:: PROVIDED RECORDS ::

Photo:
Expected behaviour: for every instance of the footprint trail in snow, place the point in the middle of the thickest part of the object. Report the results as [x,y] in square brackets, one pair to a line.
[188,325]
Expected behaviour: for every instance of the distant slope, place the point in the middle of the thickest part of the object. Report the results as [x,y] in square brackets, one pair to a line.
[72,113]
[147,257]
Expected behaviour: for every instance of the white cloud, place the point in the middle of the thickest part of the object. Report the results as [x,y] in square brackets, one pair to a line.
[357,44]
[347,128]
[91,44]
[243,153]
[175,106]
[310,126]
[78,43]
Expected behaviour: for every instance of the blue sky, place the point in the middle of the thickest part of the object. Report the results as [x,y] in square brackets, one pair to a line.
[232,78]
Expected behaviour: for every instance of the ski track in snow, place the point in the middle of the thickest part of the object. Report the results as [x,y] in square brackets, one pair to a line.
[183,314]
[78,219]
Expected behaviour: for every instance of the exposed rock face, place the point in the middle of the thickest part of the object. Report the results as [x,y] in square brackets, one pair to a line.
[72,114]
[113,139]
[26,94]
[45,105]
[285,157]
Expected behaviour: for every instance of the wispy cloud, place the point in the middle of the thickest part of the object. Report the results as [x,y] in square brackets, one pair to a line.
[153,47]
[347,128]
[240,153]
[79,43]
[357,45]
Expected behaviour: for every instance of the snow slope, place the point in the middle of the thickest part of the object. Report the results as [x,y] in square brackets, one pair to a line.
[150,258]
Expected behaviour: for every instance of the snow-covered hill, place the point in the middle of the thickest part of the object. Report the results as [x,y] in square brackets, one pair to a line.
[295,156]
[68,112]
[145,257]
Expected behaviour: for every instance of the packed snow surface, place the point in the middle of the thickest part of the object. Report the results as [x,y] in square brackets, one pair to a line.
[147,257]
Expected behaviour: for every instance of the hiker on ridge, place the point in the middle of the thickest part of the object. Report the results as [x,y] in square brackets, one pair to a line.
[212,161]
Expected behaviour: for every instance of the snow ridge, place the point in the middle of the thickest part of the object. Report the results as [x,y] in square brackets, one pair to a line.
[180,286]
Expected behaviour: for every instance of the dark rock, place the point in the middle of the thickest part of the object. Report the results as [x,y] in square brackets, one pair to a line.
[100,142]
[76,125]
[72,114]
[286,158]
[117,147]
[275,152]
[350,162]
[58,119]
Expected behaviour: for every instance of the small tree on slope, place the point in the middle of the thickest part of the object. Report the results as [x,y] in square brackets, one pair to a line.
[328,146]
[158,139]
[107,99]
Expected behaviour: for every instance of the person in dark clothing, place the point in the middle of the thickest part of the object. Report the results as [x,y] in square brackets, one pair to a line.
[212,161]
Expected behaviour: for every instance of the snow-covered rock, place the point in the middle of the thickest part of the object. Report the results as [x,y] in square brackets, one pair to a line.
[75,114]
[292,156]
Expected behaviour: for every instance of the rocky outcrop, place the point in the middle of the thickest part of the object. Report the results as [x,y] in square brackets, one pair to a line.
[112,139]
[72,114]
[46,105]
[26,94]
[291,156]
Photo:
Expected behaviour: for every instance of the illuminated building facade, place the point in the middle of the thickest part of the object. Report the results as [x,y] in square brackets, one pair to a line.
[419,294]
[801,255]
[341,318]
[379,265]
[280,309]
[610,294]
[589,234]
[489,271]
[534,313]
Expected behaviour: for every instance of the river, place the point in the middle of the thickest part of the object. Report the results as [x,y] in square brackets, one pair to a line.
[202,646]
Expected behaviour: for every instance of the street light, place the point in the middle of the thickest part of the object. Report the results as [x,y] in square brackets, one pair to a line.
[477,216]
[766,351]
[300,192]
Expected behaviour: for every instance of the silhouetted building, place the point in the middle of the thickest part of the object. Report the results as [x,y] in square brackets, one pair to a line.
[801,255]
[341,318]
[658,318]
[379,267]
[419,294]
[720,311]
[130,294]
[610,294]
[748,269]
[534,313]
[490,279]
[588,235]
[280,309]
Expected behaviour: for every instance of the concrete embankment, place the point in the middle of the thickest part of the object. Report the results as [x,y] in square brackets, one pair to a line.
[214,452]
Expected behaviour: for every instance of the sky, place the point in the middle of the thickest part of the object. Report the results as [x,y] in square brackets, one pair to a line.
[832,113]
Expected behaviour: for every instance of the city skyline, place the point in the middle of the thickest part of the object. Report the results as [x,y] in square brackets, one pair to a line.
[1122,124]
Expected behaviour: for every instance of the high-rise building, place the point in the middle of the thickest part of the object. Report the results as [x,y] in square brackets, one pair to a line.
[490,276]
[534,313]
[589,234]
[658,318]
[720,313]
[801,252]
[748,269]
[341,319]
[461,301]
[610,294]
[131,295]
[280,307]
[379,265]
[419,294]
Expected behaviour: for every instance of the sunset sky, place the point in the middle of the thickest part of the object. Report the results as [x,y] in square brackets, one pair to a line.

:::

WRITTEN PROBLEM => Set down nothing but the lines from the one with "Expected behaviour: for every instance of the city" through the end of the records, keeping each line exactly as written and including both ends.

EXPECTED ANSWER =>
Expected behaviour: for every instance of the city skyline, place the point in the middle of the thickest part of the object. Report the results as [x,y] in square brackets, one pair to a line.
[1122,124]
Expected behaviour: for every instance of the high-rise building, place the point in the middle of the thickest part of the object. Report the results as [x,y] in square brackets, one pair to a line.
[490,276]
[534,313]
[589,234]
[658,318]
[720,313]
[801,252]
[748,269]
[341,319]
[461,301]
[610,294]
[131,295]
[280,307]
[379,265]
[419,294]
Expected behaviour: for every instance of the sunset sky, place the point in the middle of the thickest part of the object. Report the results as [x,y] in square brackets, one pair to a line.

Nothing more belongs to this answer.